— begin —

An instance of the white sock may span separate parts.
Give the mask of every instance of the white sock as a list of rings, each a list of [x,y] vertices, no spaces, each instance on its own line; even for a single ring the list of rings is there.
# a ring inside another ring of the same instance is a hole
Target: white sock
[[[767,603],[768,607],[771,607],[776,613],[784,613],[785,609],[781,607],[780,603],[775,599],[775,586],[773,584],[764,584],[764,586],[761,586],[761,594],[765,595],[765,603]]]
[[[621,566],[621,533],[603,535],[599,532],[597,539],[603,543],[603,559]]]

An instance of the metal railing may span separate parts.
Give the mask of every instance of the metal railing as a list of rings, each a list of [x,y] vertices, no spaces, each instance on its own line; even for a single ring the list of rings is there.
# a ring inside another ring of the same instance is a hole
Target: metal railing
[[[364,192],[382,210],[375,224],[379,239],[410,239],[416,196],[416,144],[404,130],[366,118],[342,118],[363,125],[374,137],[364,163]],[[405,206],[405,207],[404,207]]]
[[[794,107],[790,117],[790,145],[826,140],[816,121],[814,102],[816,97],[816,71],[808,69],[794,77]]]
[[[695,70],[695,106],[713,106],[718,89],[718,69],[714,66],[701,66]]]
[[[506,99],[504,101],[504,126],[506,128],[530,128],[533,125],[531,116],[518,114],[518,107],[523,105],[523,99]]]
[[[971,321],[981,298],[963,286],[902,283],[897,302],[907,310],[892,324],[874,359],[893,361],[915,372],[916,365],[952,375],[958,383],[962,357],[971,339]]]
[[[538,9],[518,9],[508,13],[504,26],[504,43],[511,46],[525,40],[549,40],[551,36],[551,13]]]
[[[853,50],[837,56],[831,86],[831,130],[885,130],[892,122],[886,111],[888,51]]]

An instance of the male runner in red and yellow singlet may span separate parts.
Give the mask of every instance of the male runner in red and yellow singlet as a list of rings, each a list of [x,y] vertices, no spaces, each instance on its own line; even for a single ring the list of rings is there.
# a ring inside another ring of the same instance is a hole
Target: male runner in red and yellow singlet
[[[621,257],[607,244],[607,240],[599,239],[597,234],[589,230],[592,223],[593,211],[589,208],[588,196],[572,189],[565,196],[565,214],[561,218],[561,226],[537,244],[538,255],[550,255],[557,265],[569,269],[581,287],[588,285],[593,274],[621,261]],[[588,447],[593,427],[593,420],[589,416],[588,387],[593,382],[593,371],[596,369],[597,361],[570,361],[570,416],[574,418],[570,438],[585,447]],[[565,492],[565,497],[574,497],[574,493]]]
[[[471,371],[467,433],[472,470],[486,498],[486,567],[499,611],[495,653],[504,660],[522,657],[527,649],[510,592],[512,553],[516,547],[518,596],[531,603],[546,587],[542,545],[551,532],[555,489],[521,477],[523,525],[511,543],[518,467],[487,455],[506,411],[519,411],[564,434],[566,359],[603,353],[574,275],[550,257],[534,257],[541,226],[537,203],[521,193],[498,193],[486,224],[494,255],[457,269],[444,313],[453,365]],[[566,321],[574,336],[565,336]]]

— end —

JOB — Reproduce word for word the stretch of the data from the line containing "An instance of the male" through the end of the data, including both of those ends.

SOLUTION TO THIS TASK —
An instance of the male runner in red and yellow singlet may span separate parts.
Give the mask of every instance of the male runner in red and yellow singlet as a list of rings, each a list of [x,y] vertices, no spaces, each instance on its own line; even for a single ring the list of rings is there.
# a ring inside another ring of the same instance is a hole
Target: male runner in red and yellow singlet
[[[621,257],[607,244],[607,240],[599,239],[597,234],[589,230],[592,223],[593,211],[589,208],[588,196],[572,189],[565,196],[565,214],[561,218],[561,226],[537,244],[538,255],[550,255],[557,265],[569,269],[581,287],[588,285],[593,274],[621,261]],[[588,447],[593,427],[593,420],[589,416],[588,387],[593,382],[593,371],[596,369],[597,361],[570,361],[570,416],[574,418],[570,438],[585,447]],[[565,492],[565,497],[574,497],[574,493]]]
[[[471,371],[467,433],[472,470],[486,498],[486,567],[499,611],[495,653],[504,660],[522,657],[527,649],[510,592],[512,553],[516,547],[518,596],[531,603],[546,587],[542,545],[551,532],[555,489],[521,477],[523,525],[511,543],[518,467],[487,455],[506,411],[519,411],[564,434],[566,359],[603,353],[574,275],[550,257],[534,257],[541,226],[537,203],[521,193],[498,193],[486,224],[494,255],[457,269],[444,313],[453,365]],[[566,321],[574,336],[565,336]]]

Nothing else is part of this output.